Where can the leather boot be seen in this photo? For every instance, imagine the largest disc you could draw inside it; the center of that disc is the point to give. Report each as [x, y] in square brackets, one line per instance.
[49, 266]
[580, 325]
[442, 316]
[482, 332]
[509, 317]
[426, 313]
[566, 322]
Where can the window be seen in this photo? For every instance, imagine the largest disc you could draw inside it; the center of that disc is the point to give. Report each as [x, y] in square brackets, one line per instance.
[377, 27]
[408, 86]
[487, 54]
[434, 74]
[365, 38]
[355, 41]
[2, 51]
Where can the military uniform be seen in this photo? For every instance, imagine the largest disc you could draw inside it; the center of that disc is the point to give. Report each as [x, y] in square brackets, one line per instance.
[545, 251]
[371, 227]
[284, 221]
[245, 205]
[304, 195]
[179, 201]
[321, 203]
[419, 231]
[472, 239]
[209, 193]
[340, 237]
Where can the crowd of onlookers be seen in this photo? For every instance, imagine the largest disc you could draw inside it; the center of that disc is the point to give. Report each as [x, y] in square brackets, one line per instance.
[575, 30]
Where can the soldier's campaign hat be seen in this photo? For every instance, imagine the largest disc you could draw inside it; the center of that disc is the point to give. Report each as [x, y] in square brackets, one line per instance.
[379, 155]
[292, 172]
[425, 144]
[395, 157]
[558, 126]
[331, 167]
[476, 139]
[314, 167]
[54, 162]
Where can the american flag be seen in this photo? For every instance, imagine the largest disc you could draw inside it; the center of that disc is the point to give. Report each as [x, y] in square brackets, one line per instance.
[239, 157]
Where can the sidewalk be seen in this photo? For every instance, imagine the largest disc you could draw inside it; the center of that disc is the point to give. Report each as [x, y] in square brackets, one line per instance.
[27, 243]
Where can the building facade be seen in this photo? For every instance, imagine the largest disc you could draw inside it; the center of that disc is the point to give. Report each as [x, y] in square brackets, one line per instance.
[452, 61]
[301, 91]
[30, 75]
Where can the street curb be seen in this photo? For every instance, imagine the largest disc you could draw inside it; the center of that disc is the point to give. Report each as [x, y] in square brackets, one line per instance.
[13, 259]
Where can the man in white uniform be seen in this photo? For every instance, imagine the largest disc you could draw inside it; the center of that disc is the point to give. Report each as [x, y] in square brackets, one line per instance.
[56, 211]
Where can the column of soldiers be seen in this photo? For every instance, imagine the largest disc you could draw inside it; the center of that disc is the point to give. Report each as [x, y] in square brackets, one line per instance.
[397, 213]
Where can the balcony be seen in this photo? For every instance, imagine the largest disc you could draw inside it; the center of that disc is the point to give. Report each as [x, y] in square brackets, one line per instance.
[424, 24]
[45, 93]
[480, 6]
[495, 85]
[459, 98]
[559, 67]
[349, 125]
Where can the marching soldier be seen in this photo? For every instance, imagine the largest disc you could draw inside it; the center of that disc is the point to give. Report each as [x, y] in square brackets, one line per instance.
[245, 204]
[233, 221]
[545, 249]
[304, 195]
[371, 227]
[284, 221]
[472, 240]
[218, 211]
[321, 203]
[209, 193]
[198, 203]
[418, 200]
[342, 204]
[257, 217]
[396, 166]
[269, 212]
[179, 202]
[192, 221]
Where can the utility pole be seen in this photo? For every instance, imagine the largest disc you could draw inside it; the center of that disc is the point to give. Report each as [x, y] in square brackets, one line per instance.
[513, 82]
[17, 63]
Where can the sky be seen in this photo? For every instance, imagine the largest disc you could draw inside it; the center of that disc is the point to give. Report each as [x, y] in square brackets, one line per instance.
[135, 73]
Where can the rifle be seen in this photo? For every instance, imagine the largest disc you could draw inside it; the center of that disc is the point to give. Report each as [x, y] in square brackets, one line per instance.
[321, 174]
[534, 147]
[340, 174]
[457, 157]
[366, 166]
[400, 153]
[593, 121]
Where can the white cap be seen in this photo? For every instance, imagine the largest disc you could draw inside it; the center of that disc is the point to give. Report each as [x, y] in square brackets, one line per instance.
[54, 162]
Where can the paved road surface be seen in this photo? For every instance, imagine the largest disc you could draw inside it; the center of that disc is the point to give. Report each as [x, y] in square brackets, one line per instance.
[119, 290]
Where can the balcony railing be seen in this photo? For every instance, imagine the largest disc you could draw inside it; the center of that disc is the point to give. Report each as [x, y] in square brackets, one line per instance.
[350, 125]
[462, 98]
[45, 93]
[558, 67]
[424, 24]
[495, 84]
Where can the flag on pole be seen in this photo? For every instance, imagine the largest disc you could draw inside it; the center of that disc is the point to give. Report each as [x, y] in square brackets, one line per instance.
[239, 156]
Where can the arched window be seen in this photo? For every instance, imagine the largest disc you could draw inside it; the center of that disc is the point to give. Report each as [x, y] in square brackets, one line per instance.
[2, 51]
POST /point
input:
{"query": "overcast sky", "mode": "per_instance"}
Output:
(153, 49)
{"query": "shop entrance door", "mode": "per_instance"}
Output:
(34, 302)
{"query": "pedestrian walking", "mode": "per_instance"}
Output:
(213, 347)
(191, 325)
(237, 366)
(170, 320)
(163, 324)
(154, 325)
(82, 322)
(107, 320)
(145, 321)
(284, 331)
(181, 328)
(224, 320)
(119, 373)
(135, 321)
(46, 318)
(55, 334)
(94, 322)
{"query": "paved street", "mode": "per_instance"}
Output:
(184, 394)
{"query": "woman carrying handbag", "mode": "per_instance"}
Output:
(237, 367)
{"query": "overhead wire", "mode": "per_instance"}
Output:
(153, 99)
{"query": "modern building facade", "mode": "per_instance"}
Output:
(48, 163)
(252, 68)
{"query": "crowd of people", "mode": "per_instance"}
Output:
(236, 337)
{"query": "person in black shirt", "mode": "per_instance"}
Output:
= = = = = = =
If a line in the records includes the string "mode", copy it.

Answer to this problem:
{"query": "overcast sky", "mode": "per_instance"}
{"query": "shop entrance door", "mode": "per_instance"}
{"query": "pedestrian walking", "mode": "per_instance"}
{"query": "paved street", "mode": "per_instance"}
{"query": "woman carrying handbag", "mode": "per_instance"}
{"query": "overhead wire", "mode": "per_instance"}
{"query": "modern building facade", "mode": "per_instance"}
{"query": "crowd of people", "mode": "per_instance"}
{"query": "person in black shirt", "mode": "per_instance"}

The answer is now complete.